Excerpt:
Joshua Tree, California. A place where rock ‘n’ roll mythology is made, for better and worse. It was under these same burnished skies that Gram Parsons’ stolen body was set ablaze. Where U2 announced their bid for global infamy. And as Ghalia Volt reminds us, exactly thirty years ago, it was here that near-mythical producer and Queens of The Stone Age conspirator David Catching founded the fabled Rancho De La Luna studio that would bring a stream of dust-blown musicians to his door like moths to a candle.
“Going to the desert to record Shout Sister Shout! with David,” says the acclaimed Belgian singer-songwriter of her latest album that adds its own thumbprint to the Rancho De La Luna legend, “was something unique.”
Six years have passed since Volt quit the busking circuit of her native Brussels for the heady throb of New Orleans, where she made her first ripples as the livewire frontwoman of local heroes Mama’s Boys. That hook-up led to Volt’s acclaimed debut album Let The Demons Out (declared “an irresistible force” by Classic Rock) and to Volt’s next stepping stone, to the hill country of Coldwater, Mississippi, for sessions with the Southern state’s Cody Dickinson, Watermelon Slim and Cedric Burnside on 2019’s Mississippi Blend. That album saw Volt dubbed “a natural-born star” by Henry Yates (NME, Classic Rock, The Guardian) and broke into the Billboard Blues Chart Top 3 on three separate occasions.
Even Covid couldn’t clip her wings, with the fierce multi-instrumentalist writing songs for her One Woman Band project on a month-long Amtrak train journey that carved across America, before loading up her van for solo shows. “One Woman Band opened lots of doors, let me play the biggest stages yet,” she says. “But Shout Sister Shout! is my best material so far.”

Data supplied:
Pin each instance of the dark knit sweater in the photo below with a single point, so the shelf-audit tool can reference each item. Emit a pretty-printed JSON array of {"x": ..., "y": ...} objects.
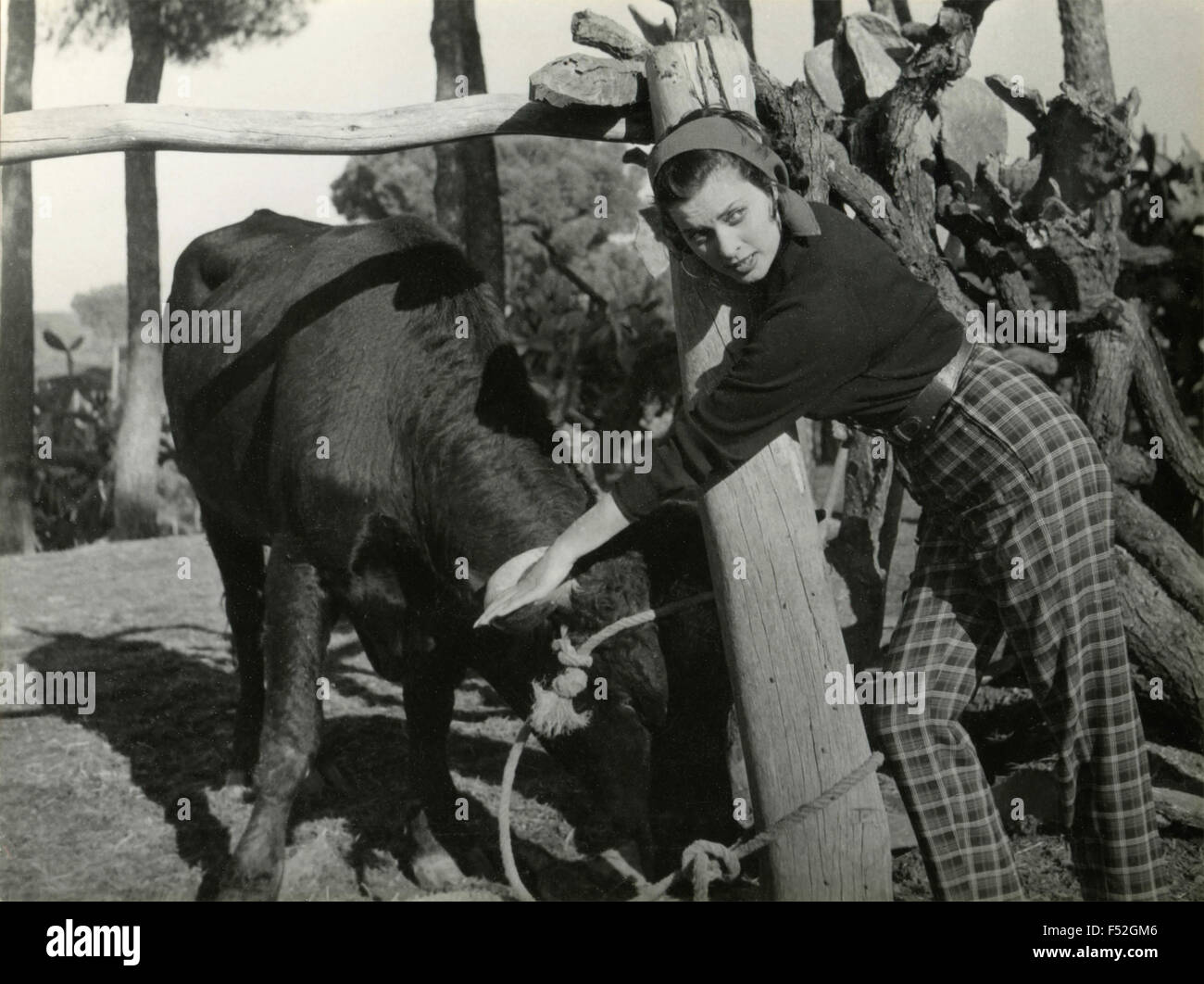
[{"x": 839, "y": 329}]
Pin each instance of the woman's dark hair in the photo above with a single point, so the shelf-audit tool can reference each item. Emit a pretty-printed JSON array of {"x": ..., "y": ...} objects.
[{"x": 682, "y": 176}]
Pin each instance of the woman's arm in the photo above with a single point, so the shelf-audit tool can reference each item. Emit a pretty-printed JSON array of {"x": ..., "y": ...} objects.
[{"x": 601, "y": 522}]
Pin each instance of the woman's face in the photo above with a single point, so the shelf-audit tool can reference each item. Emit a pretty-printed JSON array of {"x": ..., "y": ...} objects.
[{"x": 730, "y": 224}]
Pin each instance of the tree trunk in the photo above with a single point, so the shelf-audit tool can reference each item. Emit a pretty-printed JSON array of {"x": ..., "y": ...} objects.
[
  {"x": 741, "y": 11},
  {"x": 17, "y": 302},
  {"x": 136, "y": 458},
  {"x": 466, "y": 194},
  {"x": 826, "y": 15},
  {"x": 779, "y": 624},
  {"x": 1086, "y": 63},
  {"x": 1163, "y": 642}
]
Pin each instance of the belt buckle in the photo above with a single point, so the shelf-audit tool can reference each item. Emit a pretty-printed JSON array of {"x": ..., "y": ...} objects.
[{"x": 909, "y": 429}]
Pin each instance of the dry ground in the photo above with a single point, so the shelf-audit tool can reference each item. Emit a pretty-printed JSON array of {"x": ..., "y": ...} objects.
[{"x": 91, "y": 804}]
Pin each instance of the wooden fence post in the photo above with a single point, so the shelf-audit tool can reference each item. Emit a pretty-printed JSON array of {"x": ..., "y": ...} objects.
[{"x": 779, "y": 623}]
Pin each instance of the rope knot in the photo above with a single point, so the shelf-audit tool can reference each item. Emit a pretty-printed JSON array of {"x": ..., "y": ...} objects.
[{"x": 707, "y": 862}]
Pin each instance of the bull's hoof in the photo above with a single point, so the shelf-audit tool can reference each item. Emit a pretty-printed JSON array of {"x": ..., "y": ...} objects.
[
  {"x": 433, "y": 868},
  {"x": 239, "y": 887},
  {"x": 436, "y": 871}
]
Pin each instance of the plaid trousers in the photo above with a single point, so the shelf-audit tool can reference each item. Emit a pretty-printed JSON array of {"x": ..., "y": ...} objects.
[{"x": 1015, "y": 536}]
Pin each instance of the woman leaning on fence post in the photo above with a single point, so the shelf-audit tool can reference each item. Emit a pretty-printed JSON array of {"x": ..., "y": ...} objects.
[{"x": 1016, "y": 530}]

Problem set:
a: According to the Ghalia Volt profile, what studio did David Catching found in Joshua Tree?
b: Which musicians does the Ghalia Volt profile name as taking part in her Coldwater, Mississippi sessions?

Your written answers:
a: Rancho De La Luna

b: Cody Dickinson, Watermelon Slim, Cedric Burnside